■ **INSTRUCTIONS TO FOLLOW**: Starting with the line that contains "Give the innermost point of each instance of the flare" and ending with the final line of the data below, print those lines exactly and nothing else.
* * * *
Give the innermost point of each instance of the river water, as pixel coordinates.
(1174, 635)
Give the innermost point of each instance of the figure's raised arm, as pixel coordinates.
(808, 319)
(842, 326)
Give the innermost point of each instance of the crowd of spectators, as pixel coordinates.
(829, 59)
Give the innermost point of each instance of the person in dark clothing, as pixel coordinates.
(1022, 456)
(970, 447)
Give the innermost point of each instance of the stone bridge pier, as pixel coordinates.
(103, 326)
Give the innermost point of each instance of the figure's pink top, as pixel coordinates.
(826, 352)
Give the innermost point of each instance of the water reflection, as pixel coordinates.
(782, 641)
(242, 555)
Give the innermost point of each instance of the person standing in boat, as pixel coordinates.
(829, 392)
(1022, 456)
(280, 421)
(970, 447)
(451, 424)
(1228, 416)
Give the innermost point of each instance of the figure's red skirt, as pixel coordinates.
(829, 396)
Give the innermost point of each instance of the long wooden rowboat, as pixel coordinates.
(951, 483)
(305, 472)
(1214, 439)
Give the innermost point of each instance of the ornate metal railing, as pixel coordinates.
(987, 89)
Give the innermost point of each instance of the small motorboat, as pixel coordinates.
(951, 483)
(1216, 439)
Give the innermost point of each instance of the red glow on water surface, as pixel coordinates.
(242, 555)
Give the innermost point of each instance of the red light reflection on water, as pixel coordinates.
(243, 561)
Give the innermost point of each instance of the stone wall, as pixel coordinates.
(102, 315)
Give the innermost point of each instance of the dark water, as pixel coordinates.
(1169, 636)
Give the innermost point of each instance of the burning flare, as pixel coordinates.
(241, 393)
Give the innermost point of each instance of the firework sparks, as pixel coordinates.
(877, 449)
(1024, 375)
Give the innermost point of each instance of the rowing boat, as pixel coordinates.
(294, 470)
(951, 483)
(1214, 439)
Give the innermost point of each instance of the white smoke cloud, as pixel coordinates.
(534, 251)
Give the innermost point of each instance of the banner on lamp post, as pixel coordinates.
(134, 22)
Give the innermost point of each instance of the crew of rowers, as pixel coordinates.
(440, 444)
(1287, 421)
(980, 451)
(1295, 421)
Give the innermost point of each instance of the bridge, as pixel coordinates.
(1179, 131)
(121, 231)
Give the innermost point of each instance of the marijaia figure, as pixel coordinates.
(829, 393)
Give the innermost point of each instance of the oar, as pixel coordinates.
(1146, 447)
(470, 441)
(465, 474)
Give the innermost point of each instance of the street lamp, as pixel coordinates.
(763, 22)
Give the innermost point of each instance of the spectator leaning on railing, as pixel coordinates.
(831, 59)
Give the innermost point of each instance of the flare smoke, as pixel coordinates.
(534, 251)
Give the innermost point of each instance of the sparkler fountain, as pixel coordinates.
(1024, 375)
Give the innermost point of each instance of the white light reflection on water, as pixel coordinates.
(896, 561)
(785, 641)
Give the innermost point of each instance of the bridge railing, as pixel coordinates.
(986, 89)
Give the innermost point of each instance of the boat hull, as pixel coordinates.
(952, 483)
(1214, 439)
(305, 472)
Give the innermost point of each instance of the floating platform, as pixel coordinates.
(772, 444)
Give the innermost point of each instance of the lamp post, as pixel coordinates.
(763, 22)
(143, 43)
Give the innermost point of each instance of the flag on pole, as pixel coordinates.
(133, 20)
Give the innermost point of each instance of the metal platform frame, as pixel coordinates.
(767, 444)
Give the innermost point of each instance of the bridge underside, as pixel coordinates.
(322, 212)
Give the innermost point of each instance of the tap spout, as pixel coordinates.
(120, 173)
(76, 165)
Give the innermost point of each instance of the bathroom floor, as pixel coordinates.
* * * *
■ **RESPONSE TO THIS TASK**:
Give the innermost point of each instance of the flare smoke, as pixel coordinates.
(534, 251)
Give the innermost point of each instance of the sparkler fountain, as pixel coordinates.
(1024, 375)
Give the innermost point of each instance of the white light reflection on water, as pixel coordinates.
(896, 561)
(785, 641)
Give the innermost point of each instance of the bridge railing, as pixel coordinates.
(986, 89)
Give the innermost point of each instance of the boat hull, as pixel coordinates.
(952, 483)
(1214, 439)
(305, 472)
Give the innermost point of each instance of the floating platform, as pixel coordinates.
(772, 444)
Give the innermost point of each instance of the lamp post, as pixel coordinates.
(763, 22)
(143, 43)
Give the innermost point of each instance of the flag on pole, as pixel coordinates.
(133, 20)
Give the innermost point of each instance of the metal platform frame, as pixel coordinates.
(767, 444)
Give the innermost point of each instance of the bridge underside, as pixel coordinates.
(322, 212)
Give the innermost point of each instance of the tap spout, as pixel coordinates.
(120, 173)
(76, 165)
Give the innermost point of each instance of the bathroom floor, as pixel coordinates.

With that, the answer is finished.